# start of RECORDS FOR THIS EXERCISE

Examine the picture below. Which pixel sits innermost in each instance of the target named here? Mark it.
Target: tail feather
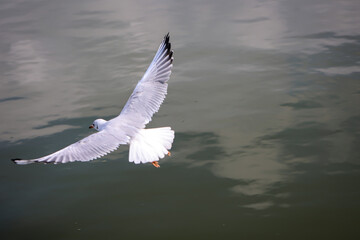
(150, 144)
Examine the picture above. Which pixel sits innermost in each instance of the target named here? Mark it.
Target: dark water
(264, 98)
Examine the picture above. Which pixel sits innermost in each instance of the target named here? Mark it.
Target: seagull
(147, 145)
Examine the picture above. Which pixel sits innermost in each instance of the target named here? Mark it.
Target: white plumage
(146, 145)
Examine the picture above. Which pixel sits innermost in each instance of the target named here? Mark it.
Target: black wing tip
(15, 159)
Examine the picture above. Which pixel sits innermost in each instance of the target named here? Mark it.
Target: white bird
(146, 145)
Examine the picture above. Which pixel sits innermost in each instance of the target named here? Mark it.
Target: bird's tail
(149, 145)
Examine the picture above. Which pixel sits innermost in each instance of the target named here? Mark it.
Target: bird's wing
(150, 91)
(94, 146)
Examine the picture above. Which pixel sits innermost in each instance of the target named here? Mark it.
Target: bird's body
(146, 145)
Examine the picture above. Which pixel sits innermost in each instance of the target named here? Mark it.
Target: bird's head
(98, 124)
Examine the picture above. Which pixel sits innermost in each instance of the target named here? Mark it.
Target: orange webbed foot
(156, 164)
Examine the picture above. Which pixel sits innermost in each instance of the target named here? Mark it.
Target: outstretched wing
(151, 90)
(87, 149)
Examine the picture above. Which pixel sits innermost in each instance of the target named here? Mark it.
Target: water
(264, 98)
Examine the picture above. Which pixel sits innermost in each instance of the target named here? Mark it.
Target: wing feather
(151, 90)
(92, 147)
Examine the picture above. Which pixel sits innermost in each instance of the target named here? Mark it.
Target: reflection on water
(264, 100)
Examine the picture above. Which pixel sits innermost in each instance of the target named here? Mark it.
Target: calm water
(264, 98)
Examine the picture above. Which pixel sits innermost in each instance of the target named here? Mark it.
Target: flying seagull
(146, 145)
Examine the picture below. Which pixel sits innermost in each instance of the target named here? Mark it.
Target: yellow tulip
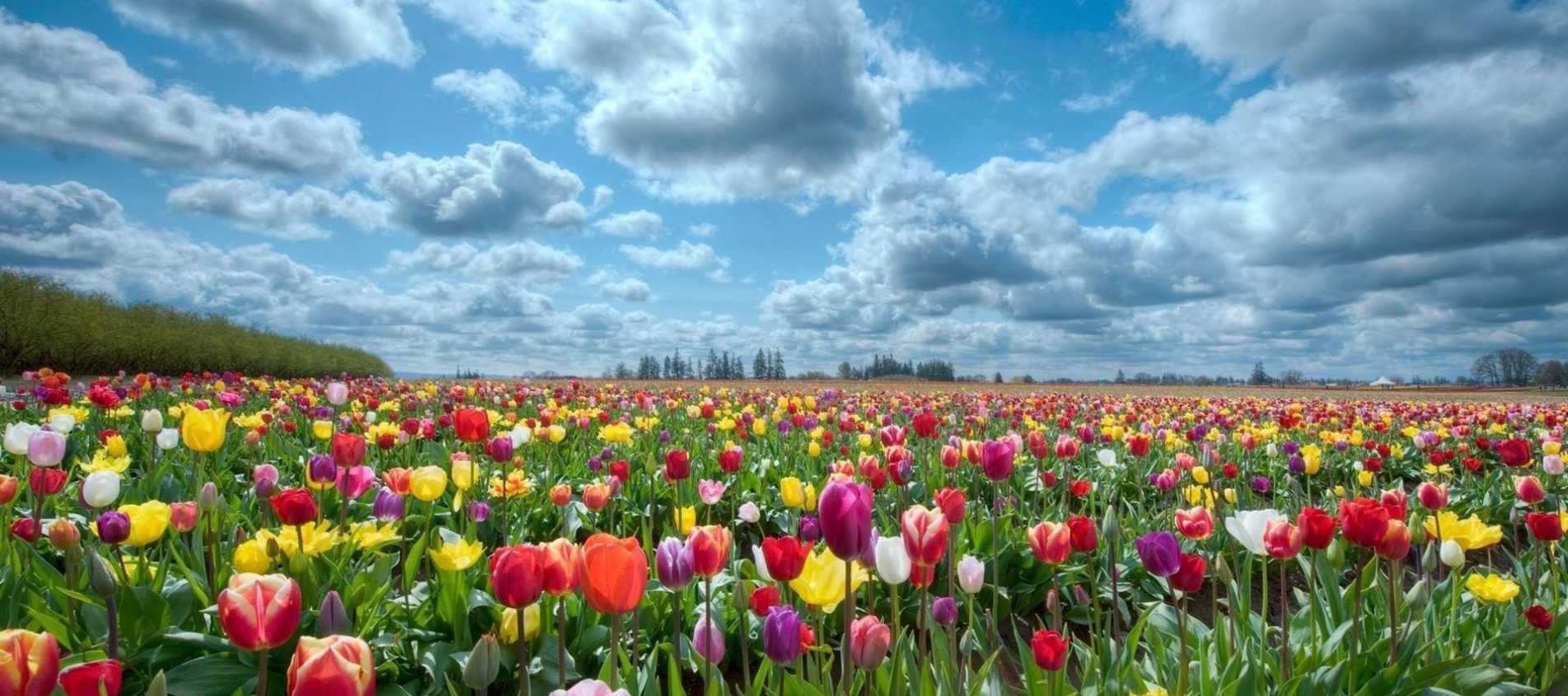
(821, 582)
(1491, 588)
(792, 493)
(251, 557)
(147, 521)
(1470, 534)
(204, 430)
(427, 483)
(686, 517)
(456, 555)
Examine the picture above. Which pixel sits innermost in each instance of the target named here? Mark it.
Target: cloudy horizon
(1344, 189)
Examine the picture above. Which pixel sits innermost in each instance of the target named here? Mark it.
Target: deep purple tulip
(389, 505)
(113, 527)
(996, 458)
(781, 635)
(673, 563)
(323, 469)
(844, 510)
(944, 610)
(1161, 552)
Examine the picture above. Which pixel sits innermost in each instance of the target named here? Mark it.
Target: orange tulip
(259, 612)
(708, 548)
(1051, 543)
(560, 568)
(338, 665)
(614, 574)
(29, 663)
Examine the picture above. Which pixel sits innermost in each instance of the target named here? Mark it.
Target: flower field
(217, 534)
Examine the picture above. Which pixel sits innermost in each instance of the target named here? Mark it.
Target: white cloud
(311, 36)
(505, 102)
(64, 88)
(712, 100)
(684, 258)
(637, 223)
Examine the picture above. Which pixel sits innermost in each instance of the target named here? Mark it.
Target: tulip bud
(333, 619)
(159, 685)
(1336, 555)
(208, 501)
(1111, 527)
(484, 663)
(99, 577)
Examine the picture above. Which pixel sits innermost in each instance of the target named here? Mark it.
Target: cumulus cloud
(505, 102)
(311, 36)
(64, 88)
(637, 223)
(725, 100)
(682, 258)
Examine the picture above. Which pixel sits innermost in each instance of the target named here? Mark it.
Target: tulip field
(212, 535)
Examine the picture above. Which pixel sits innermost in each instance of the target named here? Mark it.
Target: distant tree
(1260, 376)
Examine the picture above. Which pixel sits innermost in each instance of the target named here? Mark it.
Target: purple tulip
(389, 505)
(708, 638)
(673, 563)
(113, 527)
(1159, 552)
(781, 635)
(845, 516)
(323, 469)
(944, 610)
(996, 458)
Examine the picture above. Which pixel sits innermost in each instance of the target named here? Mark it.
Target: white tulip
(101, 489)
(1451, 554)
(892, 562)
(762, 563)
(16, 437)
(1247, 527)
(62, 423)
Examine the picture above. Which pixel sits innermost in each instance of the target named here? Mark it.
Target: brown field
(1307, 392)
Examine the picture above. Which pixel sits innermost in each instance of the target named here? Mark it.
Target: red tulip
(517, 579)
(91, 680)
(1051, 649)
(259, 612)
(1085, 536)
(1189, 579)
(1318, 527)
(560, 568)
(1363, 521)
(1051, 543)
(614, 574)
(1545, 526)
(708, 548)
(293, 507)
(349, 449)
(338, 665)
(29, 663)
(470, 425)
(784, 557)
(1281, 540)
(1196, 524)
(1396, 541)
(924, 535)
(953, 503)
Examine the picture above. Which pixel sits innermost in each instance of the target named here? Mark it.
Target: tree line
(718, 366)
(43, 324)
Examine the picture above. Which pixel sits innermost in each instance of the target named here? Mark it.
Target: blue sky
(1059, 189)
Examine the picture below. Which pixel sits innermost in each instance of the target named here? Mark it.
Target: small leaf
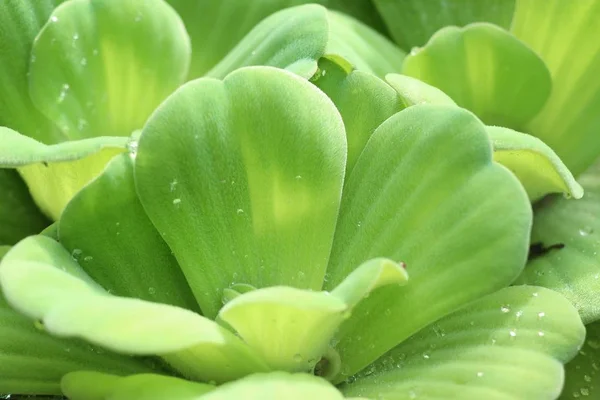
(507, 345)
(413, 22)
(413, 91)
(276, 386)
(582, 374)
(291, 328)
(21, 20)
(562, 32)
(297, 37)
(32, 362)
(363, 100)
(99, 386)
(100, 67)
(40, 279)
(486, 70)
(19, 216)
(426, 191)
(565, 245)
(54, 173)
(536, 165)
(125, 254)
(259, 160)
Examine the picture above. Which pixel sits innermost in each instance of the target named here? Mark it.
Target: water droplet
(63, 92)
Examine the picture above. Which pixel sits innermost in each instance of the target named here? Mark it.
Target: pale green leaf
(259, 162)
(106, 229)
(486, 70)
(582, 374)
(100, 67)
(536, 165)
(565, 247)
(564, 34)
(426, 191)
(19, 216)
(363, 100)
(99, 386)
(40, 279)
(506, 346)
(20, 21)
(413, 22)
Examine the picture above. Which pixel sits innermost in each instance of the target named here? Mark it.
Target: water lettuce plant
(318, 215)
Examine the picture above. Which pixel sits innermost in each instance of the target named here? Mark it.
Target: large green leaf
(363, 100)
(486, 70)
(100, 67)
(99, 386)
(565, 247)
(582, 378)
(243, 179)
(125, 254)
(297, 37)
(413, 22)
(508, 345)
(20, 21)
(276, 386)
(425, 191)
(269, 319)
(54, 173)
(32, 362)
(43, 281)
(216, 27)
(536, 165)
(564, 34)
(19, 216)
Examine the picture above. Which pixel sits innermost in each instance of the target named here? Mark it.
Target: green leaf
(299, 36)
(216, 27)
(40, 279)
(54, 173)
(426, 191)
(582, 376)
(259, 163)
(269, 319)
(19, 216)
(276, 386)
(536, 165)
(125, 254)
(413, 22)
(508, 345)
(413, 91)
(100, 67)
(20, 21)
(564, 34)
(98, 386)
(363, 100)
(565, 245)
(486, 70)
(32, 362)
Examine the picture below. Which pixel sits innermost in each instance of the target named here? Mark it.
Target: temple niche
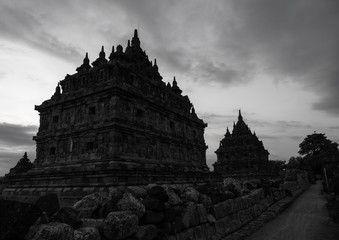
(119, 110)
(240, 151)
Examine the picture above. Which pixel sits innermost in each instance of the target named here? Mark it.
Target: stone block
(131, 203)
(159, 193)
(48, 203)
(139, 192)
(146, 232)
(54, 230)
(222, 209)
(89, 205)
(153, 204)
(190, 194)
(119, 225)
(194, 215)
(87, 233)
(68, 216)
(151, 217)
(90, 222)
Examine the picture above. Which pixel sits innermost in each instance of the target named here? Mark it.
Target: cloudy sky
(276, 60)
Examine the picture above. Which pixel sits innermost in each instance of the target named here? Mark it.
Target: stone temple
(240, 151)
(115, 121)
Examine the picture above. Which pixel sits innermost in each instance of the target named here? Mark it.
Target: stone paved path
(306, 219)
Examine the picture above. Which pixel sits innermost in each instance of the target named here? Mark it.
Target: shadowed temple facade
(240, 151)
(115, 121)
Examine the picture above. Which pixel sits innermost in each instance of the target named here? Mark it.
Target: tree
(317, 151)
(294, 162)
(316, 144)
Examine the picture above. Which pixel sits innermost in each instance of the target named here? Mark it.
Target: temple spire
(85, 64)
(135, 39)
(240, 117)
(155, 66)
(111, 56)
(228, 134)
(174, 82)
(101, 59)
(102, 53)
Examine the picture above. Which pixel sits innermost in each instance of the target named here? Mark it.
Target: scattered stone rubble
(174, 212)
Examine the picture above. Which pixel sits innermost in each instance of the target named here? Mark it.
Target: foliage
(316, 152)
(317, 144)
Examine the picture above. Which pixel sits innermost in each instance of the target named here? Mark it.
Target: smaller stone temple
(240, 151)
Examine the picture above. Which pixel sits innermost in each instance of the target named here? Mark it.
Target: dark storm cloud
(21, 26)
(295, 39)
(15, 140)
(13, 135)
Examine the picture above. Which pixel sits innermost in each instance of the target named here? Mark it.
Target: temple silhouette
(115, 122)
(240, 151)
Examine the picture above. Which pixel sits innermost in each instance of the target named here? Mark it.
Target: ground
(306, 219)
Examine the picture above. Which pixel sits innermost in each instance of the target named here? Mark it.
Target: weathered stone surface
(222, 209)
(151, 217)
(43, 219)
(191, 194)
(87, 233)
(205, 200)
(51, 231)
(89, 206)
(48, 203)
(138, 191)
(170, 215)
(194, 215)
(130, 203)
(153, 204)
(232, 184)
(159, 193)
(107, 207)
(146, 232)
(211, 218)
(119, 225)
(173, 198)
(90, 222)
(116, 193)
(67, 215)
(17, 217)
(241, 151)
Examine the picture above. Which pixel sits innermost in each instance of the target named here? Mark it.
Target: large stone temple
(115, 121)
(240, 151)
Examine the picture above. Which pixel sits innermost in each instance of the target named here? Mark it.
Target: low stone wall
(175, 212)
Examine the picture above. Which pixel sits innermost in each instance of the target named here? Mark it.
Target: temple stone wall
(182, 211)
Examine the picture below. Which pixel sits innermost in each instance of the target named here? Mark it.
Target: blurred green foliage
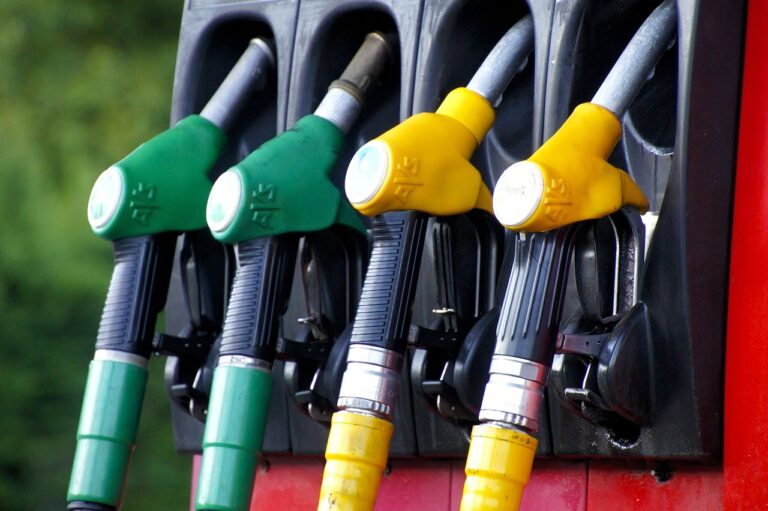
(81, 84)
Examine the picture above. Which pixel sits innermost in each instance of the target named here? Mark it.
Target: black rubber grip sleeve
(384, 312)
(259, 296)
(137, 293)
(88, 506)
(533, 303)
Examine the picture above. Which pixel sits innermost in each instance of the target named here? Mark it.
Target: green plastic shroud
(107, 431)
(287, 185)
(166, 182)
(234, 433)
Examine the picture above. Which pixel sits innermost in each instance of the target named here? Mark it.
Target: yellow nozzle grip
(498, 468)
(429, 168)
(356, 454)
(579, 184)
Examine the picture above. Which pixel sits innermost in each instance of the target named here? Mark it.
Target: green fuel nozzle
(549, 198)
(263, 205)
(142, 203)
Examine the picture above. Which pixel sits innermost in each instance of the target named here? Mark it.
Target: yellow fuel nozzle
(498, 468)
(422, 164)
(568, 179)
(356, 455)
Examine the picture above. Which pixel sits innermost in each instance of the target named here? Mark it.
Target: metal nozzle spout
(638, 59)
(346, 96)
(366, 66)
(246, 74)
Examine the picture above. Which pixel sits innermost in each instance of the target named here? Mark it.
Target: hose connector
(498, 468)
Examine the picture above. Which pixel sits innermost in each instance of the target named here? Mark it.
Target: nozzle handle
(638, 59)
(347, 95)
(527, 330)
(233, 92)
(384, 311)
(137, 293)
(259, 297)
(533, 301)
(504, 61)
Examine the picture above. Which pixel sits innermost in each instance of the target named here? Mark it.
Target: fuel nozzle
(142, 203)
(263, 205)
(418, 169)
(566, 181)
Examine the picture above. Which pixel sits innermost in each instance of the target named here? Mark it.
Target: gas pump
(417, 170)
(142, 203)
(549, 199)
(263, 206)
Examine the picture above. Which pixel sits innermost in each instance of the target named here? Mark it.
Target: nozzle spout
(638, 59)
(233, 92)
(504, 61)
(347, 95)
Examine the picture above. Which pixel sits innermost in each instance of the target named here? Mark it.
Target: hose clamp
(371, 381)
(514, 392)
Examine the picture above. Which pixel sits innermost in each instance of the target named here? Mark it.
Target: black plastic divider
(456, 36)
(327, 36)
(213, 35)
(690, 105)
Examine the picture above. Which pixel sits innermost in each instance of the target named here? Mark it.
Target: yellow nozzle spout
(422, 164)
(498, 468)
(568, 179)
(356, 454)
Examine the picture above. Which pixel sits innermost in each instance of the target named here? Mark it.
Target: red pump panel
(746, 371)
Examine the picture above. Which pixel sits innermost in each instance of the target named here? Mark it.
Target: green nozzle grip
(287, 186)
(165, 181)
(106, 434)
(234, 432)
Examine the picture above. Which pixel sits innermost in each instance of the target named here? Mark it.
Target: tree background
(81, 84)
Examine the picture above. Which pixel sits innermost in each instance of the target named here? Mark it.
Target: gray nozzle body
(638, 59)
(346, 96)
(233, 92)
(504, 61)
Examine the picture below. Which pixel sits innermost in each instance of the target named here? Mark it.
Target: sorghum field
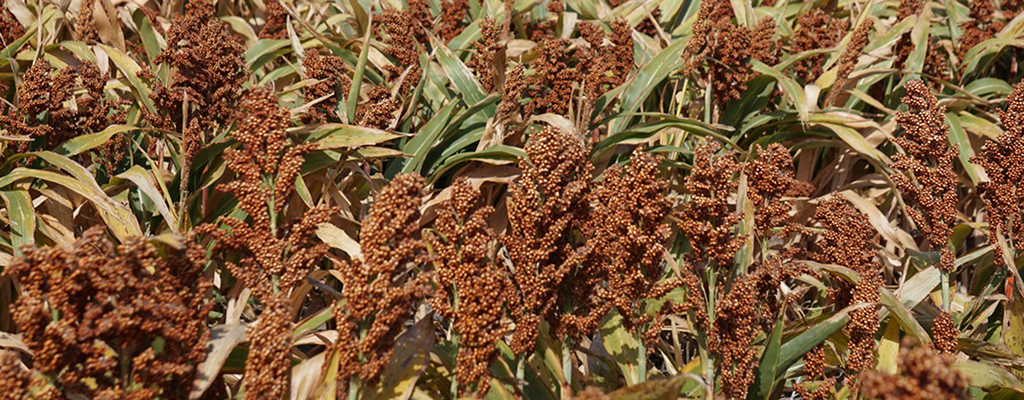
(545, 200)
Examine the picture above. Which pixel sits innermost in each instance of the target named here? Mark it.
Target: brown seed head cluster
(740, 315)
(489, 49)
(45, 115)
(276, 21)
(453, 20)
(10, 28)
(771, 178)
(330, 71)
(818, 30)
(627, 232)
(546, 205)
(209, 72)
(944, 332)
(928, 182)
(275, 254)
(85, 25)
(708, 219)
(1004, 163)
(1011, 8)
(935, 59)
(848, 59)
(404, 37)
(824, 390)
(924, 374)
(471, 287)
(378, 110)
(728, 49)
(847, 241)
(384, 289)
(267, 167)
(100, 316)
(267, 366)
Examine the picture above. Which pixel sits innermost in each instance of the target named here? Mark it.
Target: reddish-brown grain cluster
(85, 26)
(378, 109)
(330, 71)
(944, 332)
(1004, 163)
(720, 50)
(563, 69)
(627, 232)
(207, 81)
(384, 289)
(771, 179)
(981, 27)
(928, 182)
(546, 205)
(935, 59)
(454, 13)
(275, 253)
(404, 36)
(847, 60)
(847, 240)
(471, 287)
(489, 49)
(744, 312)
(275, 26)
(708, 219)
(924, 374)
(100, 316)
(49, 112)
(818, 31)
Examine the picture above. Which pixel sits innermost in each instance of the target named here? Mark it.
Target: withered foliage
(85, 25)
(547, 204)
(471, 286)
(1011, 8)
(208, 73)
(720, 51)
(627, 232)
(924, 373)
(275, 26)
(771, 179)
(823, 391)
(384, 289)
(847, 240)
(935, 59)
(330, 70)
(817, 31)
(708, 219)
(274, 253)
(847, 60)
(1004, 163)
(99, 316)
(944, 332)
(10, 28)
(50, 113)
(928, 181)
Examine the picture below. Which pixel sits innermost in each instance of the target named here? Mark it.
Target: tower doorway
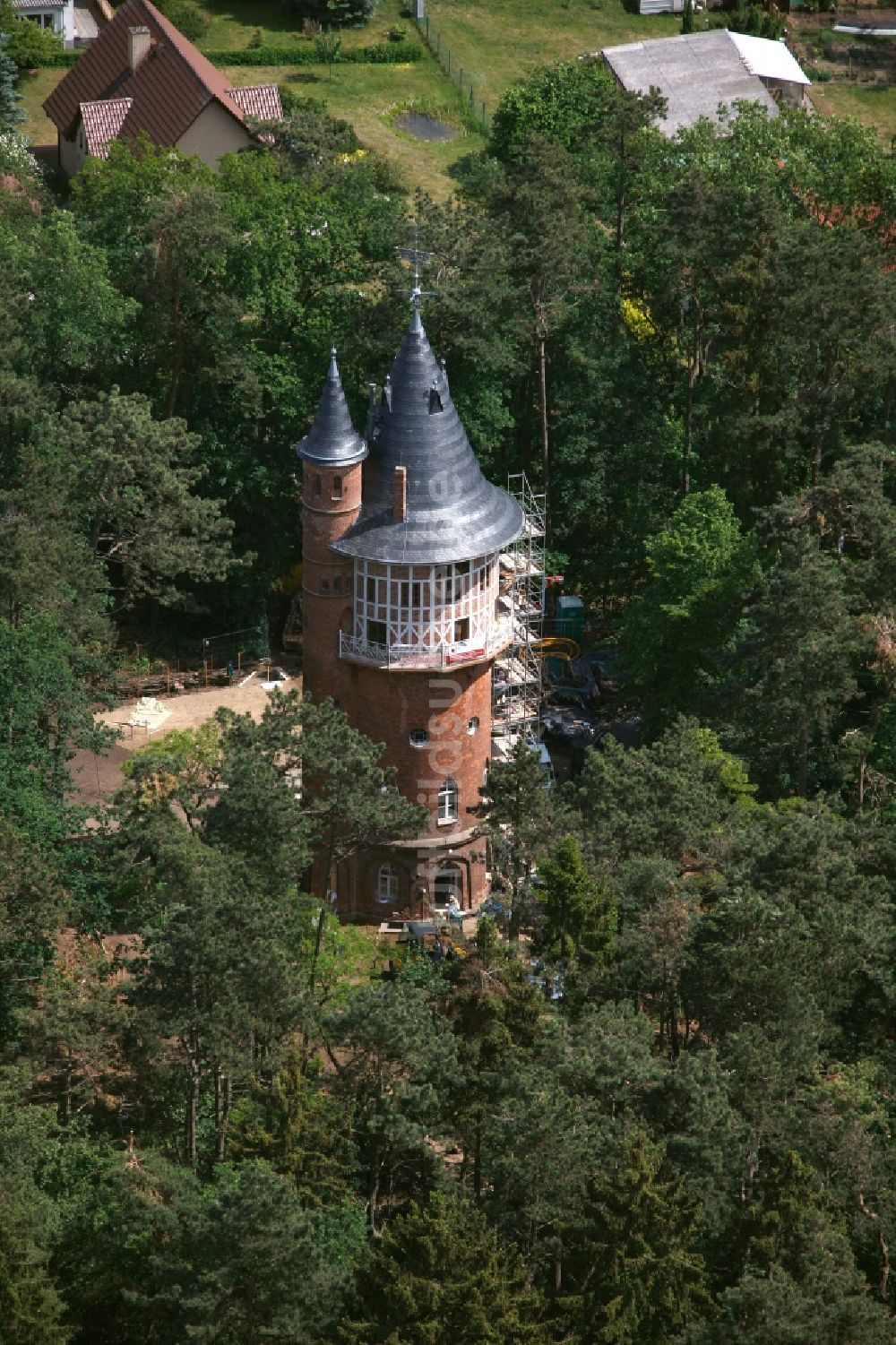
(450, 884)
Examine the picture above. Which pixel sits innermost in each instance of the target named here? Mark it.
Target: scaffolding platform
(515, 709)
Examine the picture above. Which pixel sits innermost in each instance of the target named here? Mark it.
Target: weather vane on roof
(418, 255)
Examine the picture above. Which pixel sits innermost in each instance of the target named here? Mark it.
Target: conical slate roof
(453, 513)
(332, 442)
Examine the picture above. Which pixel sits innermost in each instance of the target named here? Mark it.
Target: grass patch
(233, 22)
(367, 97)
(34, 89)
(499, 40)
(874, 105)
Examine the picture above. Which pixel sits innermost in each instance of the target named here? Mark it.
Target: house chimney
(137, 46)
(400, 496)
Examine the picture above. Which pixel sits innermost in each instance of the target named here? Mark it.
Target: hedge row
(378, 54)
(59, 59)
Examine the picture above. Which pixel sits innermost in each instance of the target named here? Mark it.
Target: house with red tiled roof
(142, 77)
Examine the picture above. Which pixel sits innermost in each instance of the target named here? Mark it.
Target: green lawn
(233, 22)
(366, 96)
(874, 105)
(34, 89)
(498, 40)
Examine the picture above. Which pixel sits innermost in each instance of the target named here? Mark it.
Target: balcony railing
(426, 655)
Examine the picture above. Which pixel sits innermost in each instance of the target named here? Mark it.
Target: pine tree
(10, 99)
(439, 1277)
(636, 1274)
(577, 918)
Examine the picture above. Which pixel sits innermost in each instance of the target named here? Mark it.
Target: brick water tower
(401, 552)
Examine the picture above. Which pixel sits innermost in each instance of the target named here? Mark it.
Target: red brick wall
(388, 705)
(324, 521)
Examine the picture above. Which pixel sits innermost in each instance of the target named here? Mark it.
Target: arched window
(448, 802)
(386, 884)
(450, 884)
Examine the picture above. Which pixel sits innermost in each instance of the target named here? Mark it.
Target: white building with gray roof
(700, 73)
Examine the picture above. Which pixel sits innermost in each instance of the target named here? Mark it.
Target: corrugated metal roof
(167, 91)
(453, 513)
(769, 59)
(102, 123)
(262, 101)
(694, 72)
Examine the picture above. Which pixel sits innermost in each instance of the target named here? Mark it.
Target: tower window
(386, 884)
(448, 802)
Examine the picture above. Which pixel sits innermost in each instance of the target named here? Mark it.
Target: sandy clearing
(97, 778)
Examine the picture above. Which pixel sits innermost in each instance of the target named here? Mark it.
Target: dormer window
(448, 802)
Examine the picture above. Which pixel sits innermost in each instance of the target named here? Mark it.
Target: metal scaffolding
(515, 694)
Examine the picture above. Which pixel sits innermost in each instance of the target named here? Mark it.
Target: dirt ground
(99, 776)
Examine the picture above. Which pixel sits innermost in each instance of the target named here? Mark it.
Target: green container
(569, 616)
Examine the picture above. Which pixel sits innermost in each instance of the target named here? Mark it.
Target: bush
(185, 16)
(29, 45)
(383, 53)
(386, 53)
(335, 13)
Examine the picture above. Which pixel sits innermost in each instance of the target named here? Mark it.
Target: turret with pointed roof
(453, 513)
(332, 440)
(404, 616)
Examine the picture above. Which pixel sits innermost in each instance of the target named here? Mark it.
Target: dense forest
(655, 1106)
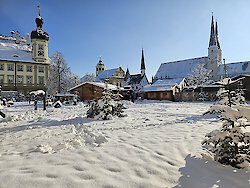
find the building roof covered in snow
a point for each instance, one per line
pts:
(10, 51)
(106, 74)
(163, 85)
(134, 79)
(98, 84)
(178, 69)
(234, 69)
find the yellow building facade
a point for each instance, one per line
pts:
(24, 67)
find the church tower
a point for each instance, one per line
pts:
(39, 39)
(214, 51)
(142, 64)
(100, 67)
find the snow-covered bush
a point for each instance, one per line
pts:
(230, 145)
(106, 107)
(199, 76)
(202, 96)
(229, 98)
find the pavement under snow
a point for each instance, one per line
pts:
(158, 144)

# end of RECORDS FOR THIS EXERCISE

WHAT IS REQUIRED.
Beginning at the line where "find the building roof covered in snow" appears, extract each line through the end of the data above; keep them exact and include nothing else.

THE REPLY.
find the building roof covered in snow
a point for each instance, one per line
pts:
(10, 51)
(106, 74)
(163, 85)
(134, 79)
(98, 84)
(178, 69)
(234, 69)
find the yellow building facade
a point for each instance, one per line
pts:
(24, 67)
find the church tower
a point for each instance, one per line
pts:
(39, 39)
(214, 51)
(142, 64)
(100, 67)
find the snow-covered bush
a point for each instance, one per line
pts:
(230, 145)
(106, 107)
(199, 76)
(202, 96)
(229, 98)
find the pavement under snow
a point for each instance, one per line
pts:
(158, 144)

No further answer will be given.